→ **WHAT THE TASK REQUIRES**:
Filter out every line below that lacks "tree", and copy the rest.

→ **INPUT**:
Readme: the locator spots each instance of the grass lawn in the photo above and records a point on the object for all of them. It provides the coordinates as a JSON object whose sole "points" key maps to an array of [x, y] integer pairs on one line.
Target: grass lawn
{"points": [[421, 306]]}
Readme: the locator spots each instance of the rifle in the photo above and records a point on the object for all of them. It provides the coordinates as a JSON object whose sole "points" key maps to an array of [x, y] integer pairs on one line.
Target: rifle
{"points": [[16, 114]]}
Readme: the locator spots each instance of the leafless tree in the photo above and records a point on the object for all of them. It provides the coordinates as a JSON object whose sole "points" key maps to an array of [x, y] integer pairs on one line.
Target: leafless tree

--

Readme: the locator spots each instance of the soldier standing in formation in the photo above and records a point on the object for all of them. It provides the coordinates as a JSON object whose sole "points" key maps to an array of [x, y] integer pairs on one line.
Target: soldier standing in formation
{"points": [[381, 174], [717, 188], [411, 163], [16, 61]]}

→ **OUTPUT**:
Readme: the locator spots each instance of the leafless tree in the photo above and records a point on the object for all of them. It provides the coordinates as a JSON object whose sole "points" key maps to an array of [x, y] integer pairs on one line.
Target: leafless tree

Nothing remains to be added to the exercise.